### TEXTE FOURNI
··········
8D’autres hypothèses d’atypie sont également envisageables, notamment en cas d’utilisation de méthodes juridictionnelles originales. Tel est par exemple le cas lorsque le juge administratif considère que le délai de recours contre une décision de reconduite à la frontière est réouvert par la non exécution durable de celle-ci accompagnée d’un changement des circonstances de fait7. La solution peut cette fois apparaître atypique au regard des règles contentieuses habituellement mises en œuvre par le juge.
9Ainsi, l’atypie des décisions juridictionnelles présente des visages bien différents, variété qui s’explique par le caractère instrumental de l’atypie mis en évidence par Jean-Pierre Théron. La diversité des utilisations de cette idée par la doctrine correspond donc à la multiplicité des situations dans lesquelles une solution juridictionnelle peut apparaître en décalage au regard de la jurisprudence dominante. Le terme “atypie” renvoie de ce fait à des situations parfois très éloignées et n’assure en rien que le phénomène juridique décrit est identique. Pour autant, par-delà cette évidente diversité, il est un comportement commun qui consiste à user du terme “atypie” ou de vocables semblables pour rendre compte d’une affaire, sans jamais chercher à construire la décision atypique comme une catégorie spécifique susceptible de constituer un instrument scientifique.
2) L’unité du comportement vis-à-vis de l’atypie
10Aussi nombreux soient les arrêts considérés par la doctrine comme des exceptions jurisprudentielles, il faut se rendre à l’évidence : l’atypie ne fait l’objet d’aucune construction théorique. Ainsi, jamais la doctrine n’a esquissé de réflexion d’ensemble sur ce que pourrait signifier l’idée d’atypie de décisions juridictionnelles. La décision atypique est pourtant une constante historique, une formule mobilisée de manière transversale, insusceptible d’être cantonnée à certaines matières ou à un système juridique, ce qui lui confère un caractère quasi-universel. Tous les éléments d’une vraie réflexion théorique semblent donc réunis ; néanmoins, ces diverses présences ne suscitent aucune interrogation de cet ordre. Le potentiel de l’atypie comme instrument de description du droit ne semble pas perçu. Silence éloquent, qui constitue à la fois l’intérêt et la difficulté de cette journée d’études.
··········
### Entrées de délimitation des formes
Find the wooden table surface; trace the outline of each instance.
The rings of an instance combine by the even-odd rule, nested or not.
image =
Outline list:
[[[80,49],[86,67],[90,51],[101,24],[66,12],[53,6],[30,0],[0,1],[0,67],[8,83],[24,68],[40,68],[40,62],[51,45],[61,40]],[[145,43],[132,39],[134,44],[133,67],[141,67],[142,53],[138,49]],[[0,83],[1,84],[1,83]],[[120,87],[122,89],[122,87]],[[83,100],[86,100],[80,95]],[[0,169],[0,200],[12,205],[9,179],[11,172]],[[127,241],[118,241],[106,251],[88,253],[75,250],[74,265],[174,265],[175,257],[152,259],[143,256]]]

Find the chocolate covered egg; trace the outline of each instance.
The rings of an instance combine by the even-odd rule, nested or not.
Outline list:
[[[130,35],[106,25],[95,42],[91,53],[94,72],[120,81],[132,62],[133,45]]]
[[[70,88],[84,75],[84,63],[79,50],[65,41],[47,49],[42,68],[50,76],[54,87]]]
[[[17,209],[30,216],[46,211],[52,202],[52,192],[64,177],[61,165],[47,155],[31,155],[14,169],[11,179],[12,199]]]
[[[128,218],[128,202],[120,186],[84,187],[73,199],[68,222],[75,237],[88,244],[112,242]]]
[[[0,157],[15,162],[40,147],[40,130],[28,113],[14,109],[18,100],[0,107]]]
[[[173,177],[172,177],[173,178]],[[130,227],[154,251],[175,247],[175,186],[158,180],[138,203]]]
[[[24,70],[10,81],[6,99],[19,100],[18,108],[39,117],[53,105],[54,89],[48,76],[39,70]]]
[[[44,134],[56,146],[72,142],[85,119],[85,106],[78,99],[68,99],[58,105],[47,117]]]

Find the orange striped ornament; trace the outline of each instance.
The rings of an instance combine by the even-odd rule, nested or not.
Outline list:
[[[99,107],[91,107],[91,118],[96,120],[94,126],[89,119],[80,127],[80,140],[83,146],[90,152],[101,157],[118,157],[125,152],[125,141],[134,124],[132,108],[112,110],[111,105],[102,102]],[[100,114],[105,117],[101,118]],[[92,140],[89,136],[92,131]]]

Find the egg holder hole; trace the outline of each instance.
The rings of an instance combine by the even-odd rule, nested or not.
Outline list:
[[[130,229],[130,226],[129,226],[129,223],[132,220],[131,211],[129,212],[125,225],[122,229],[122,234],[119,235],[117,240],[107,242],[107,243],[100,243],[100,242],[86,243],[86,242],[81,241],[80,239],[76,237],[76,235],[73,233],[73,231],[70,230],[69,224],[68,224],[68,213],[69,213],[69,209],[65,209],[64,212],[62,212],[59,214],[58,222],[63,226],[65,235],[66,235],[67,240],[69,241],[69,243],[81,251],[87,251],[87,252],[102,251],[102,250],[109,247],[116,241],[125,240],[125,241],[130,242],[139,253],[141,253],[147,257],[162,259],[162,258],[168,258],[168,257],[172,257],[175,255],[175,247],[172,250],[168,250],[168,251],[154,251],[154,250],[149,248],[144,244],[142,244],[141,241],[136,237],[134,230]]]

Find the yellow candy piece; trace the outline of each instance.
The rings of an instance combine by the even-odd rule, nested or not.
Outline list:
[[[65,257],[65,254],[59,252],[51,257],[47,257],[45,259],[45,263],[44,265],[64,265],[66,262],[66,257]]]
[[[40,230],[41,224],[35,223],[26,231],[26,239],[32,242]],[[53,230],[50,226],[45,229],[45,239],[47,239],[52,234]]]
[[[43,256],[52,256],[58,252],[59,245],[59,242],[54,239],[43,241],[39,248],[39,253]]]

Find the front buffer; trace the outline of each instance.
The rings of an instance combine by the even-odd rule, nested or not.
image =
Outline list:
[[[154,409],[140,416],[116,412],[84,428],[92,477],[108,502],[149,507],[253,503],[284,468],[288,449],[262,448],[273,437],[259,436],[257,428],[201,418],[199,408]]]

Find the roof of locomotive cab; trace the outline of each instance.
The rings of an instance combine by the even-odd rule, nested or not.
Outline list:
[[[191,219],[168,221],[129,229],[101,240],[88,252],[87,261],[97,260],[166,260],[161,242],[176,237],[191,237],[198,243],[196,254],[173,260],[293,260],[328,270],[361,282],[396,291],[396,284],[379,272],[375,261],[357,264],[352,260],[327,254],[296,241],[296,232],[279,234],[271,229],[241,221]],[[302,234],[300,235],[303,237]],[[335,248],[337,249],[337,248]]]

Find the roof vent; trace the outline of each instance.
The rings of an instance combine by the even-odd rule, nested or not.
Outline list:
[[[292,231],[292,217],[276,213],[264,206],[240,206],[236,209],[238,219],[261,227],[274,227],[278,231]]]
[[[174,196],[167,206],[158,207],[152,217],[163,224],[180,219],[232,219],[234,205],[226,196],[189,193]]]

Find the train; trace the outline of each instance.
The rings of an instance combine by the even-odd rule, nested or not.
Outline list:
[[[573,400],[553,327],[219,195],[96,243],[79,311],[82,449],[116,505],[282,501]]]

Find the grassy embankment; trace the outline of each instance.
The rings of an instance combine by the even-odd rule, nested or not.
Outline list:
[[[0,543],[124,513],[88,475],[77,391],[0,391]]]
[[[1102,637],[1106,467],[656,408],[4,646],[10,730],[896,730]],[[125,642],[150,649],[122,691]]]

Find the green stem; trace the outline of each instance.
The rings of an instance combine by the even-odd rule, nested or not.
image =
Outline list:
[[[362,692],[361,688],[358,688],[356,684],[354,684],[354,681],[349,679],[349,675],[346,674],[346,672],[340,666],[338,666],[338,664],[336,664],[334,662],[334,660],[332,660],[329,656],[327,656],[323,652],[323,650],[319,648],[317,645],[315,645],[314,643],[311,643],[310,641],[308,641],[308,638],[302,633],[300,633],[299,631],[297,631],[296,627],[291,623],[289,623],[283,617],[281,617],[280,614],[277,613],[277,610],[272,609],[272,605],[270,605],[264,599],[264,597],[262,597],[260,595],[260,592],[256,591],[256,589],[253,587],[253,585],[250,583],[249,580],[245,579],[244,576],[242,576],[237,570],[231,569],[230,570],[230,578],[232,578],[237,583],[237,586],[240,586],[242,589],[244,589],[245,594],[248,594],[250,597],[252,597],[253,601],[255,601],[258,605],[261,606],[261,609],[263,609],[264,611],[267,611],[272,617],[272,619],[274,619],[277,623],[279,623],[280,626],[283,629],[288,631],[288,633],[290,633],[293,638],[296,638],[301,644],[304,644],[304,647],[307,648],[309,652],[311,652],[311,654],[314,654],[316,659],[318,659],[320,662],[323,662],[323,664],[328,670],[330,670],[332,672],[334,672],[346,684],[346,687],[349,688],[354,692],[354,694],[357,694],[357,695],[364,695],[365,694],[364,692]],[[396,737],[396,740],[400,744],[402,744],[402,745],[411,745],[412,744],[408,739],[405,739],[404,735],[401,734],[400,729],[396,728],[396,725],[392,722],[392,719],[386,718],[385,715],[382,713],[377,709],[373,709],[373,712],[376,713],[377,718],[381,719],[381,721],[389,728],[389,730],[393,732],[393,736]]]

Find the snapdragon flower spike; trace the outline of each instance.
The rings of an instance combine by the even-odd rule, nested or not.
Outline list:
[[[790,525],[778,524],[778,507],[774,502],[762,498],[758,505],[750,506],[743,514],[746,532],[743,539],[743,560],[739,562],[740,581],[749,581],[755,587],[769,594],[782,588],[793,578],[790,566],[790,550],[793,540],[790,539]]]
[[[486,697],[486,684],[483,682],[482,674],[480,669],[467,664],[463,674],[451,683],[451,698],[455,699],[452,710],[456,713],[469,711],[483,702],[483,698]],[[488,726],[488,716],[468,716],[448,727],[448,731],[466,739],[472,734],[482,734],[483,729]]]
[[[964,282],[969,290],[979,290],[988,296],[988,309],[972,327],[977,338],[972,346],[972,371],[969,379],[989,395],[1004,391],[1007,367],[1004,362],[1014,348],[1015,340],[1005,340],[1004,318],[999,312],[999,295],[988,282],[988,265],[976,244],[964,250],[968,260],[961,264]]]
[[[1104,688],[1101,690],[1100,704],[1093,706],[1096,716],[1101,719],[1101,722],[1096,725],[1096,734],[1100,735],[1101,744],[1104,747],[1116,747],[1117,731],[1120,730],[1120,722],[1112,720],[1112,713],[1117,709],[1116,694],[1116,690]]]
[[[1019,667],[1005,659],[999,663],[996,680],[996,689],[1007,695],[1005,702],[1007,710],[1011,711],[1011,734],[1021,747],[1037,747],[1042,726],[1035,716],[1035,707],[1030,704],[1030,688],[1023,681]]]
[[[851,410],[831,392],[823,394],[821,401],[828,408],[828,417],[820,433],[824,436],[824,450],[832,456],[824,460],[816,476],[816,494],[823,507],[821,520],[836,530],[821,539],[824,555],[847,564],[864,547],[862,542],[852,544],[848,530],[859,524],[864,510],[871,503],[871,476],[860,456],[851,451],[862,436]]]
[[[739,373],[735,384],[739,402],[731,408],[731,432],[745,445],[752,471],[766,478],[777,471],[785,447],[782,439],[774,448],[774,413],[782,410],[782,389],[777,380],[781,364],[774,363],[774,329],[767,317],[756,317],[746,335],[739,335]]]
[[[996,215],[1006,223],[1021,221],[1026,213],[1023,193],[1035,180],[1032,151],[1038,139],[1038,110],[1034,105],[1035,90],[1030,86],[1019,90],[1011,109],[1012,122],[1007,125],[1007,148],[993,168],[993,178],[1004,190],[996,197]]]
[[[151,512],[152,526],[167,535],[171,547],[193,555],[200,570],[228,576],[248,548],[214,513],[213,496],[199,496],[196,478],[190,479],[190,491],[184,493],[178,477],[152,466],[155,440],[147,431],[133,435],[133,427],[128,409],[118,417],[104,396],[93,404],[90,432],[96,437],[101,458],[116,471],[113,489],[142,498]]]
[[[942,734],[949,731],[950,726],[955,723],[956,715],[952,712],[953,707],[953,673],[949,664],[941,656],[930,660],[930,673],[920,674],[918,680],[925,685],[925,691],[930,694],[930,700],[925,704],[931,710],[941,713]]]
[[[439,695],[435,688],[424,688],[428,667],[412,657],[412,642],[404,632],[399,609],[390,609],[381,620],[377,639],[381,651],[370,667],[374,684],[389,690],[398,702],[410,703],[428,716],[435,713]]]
··········
### CONSIGNES DE L'EXERCICE
(a) Les affirmations suivantes concordent-elles avec le texte sur l'atypie des décisions juridictionnelles ? Pour chacune, répondez par oui ou par non et citez mot pour mot les termes du texte qui tranchent. (i) La doctrine a élaboré une construction théorique de l'atypie. (ii) Jean-Pierre Théron a mis en évidence le caractère instrumental de l'atypie. (iii) La décision atypique peut être cantonnée à certaines matières.
(b) Recopiez le passage du texte sur l'atypie qui commence aux mots « 8D’autres hypothèses d’atypie » et s'arrête après « par le juge. ».
(c) D'après le texte sur l'atypie, qu'est-ce qui ne semble pas perçu ?

### CORRIGÉ DE L'EXERCICE
(a)
(i) Non : « l’atypie ne fait l’objet d’aucune construction théorique ».
(ii) Oui : « le caractère instrumental de l’atypie mis en évidence par Jean-Pierre Théron ».
(iii) Non : « insusceptible d’être cantonnée à certaines matières ou à un système juridique ».

(b)
8D’autres hypothèses d’atypie sont également envisageables, notamment en cas d’utilisation de méthodes juridictionnelles originales. Tel est par exemple le cas lorsque le juge administratif considère que le délai de recours contre une décision de reconduite à la frontière est réouvert par la non exécution durable de celle-ci accompagnée d’un changement des circonstances de fait7. La solution peut cette fois apparaître atypique au regard des règles contentieuses habituellement mises en œuvre par le juge.

(c) Le potentiel de l’atypie comme instrument de description du droit.